EXERCISE OBJECTIVE: Revise the records below by replacing "locate" with "find" wherever it occurs, leaving every other part of every line unchanged.

┄┄┄┄┄┄┄┄┄┄┄┄┄┄┄┄┄┄┄┄

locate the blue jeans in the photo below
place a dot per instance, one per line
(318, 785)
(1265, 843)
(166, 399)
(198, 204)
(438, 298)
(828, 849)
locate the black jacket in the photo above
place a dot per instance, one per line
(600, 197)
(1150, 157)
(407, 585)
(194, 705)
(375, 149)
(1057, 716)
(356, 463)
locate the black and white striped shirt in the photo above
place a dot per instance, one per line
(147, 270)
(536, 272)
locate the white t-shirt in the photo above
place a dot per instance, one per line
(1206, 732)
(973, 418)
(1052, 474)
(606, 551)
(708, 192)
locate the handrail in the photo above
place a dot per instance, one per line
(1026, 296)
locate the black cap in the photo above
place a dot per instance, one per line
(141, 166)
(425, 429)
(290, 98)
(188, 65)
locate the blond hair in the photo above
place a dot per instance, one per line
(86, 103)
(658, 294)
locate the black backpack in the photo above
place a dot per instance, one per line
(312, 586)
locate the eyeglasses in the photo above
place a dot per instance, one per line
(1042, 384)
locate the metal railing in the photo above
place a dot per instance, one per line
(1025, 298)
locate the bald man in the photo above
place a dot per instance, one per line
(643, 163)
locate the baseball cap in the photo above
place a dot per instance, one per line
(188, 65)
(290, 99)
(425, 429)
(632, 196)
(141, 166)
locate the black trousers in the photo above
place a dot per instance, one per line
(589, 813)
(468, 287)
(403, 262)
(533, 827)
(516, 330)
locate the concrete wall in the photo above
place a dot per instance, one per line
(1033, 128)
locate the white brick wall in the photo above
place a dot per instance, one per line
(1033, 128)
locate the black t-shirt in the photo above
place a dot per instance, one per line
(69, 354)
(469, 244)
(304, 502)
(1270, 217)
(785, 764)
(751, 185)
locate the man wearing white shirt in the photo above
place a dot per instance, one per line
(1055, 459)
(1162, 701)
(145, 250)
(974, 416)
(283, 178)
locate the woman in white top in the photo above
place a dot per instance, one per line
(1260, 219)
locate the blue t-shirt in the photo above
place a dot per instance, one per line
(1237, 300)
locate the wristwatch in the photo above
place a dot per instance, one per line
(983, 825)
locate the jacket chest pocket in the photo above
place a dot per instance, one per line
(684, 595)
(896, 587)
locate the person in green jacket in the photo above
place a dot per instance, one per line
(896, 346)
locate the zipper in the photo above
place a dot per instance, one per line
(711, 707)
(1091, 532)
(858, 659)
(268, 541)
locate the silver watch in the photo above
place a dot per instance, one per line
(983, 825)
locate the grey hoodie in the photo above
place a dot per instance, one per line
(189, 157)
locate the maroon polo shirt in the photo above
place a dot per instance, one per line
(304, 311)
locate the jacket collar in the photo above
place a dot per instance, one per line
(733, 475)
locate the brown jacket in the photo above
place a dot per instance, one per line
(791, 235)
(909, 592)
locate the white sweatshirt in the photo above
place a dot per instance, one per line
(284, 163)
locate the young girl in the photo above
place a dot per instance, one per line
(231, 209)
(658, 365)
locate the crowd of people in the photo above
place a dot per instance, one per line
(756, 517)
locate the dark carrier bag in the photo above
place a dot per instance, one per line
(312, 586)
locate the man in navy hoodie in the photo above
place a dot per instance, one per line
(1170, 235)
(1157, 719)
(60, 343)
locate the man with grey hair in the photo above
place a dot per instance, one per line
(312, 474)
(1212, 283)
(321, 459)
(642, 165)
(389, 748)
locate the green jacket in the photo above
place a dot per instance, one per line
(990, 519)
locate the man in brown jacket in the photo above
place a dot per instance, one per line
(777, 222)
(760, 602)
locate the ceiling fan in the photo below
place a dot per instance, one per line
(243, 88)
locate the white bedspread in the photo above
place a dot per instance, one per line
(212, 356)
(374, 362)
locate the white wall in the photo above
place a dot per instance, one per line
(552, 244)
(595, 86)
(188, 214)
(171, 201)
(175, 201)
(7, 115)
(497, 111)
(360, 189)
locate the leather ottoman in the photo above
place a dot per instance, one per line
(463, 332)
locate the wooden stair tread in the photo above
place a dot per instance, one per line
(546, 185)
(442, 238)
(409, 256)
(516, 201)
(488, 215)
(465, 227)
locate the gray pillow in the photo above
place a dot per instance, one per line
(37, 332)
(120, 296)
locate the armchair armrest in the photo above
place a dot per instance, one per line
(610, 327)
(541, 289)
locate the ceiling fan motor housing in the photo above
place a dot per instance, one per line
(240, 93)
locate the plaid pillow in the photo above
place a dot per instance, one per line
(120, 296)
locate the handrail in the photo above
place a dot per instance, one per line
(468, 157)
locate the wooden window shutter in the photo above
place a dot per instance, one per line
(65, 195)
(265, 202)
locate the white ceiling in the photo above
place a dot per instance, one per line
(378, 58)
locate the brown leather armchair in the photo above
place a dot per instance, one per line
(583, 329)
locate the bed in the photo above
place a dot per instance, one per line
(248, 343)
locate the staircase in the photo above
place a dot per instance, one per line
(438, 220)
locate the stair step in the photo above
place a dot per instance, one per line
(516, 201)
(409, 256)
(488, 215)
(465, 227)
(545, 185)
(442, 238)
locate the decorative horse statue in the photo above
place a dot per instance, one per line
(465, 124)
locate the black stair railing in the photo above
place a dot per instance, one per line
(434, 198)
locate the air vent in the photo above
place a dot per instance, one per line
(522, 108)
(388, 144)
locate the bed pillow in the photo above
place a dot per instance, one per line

┄┄┄┄┄┄┄┄┄┄┄┄┄┄┄┄┄┄┄┄

TASK ANSWER:
find the blue jeans in the photo below
place a dot per instance, one per line
(318, 785)
(1265, 843)
(166, 399)
(198, 204)
(438, 298)
(828, 849)
find the black jacket in the photo above
place a dot per instance, one per line
(600, 197)
(1150, 157)
(407, 585)
(194, 705)
(375, 149)
(1057, 716)
(356, 463)
find the black and white striped shirt in the photo above
place a dot per instance, one per line
(147, 270)
(536, 272)
find the white t-shirt in the photo above
place a dot per instance, one per line
(1206, 732)
(973, 418)
(1052, 474)
(606, 551)
(708, 192)
find the handrail in the photo above
place a dot per instance, one per line
(1026, 296)
find the black cap in the photo above
place a dot per instance, one per line
(141, 166)
(425, 429)
(290, 98)
(188, 65)
find the blond hair in the photo above
place a dot per instance, one per line
(86, 103)
(658, 294)
find the black backpack in the photo above
place a dot per instance, one per line
(312, 586)
find the eyeglasses in the photo above
place a dot per instance, one per line
(1042, 384)
find the metal railing in the photo above
place a dot per instance, one per line
(1025, 298)
find the bald man in the photo above
place a dot per instance, one per line
(643, 163)
find the baseball cap in the photo above
place a dot per instance, one per line
(188, 65)
(290, 99)
(425, 429)
(632, 196)
(141, 166)
find the black trousers in the photo above
place a dot per instance, one per line
(589, 813)
(468, 287)
(403, 262)
(533, 827)
(516, 330)
find the concrete wall in the photo above
place a dot per instance, one per line
(1033, 128)
find the white brick wall in the photo above
place a dot per instance, one per line
(1033, 128)
find the black t-shirt in the photo above
place a dot per instance, one per line
(69, 354)
(469, 244)
(304, 502)
(1270, 217)
(785, 764)
(751, 185)
find the man wearing white shirt in the photo above
place a dot per instance, one per line
(1055, 459)
(1162, 701)
(145, 250)
(974, 416)
(283, 178)
find the woman in white top in the photo above
place a dot per instance, one per line
(1260, 219)
find the blue t-shirt in the photo above
place a dot per instance, one per line
(1237, 300)
find the wristwatch in the photo above
place a dot per instance, one per line
(983, 825)
find the jacket chest pocket in the photo above
place a dot per instance, one per line
(684, 595)
(896, 587)
find the person in green jacket in the photo above
place a dot per instance, one per line
(896, 346)
find the zipper in the photo above
place a dot per instance, one per line
(711, 707)
(1091, 532)
(858, 659)
(268, 541)
find the silver watch in the photo above
place a dot per instance, one per line
(983, 825)
find the grey hoodie in the photo above
place a dot per instance, one per line
(189, 157)
find the maroon polo shirt in the photo above
place a dot per instance, one per line
(304, 311)
find the jacket collar in the photo above
place a dot per instance, one per line
(733, 475)
find the brown jacket in the photo above
place a dot per instance, one per line
(791, 235)
(909, 592)
find the white sweatshirt in the photo above
place a dot per instance, one per line
(284, 163)
find the young girl in the photo above
place a dot per instance, one per line
(231, 209)
(658, 365)
find the crowd of people in the photo above
place a dot per instance, one per line
(756, 517)
find the dark carrier bag in the photo above
place a dot per instance, one per line
(312, 586)
find the man in navy hoodie in the photo above
place a dot per instance, one per line
(1170, 235)
(1157, 719)
(60, 343)
find the man with grey hair in the photo above
place a dot per instance, one per line
(312, 474)
(1212, 283)
(321, 459)
(642, 165)
(389, 748)
find the green jacket in the photo above
place a dot per instance, one per line
(990, 519)
find the man in brown jacket in the photo above
place a dot per instance, one per line
(777, 222)
(760, 602)
find the ceiling fan in the photo below
place a dot per instance, one per line
(243, 88)
find the white bedspread in the photo above
place a dot per instance, one per line
(212, 356)
(374, 362)
find the white wall in the photo above
place a dot per instance, one per line
(552, 244)
(595, 86)
(188, 214)
(171, 201)
(175, 201)
(7, 115)
(497, 111)
(360, 189)
find the leather ottoman in the photo above
place a dot per instance, one per line
(463, 332)
find the wooden stair tread in the photo above
place a dot per instance, one per line
(546, 185)
(442, 238)
(409, 256)
(516, 201)
(488, 215)
(465, 227)
find the gray pillow in the photo above
place a dot per instance, one per line
(37, 332)
(120, 296)
find the armchair armrest in the photo above
place a dot per instance, one per line
(610, 327)
(541, 289)
find the ceiling fan motor housing in the photo above
place a dot per instance, one per line
(240, 93)
find the plaid pillow in the photo above
place a dot per instance, one per line
(120, 296)
find the handrail in the photo above
place a dot per instance, one per line
(468, 157)
find the wooden window shutter in the photo above
place a dot per instance, one per line
(65, 195)
(265, 202)
find the white ceiling in the photo above
place a dot per instance, one per line
(378, 58)
find the brown leather armchair in the photo above
place a dot per instance, one per line
(583, 329)
find the bed in the photo above
place a dot per instance, one per line
(248, 343)
find the staircase in the photo above
place a dot per instance, one per line
(438, 220)
find the stair step in the photo above
place a dot per instance, one per line
(516, 201)
(409, 256)
(488, 215)
(465, 227)
(545, 185)
(442, 238)
find the decorative horse statue in the photo above
place a dot per instance, one per line
(465, 124)
find the black stair railing in the photo above
place a dot per instance, one per line
(434, 198)
find the air vent in the photo above
place a dot per instance, one per line
(522, 108)
(388, 144)
find the bed pillow in the photo above
place a dot per instance, one per line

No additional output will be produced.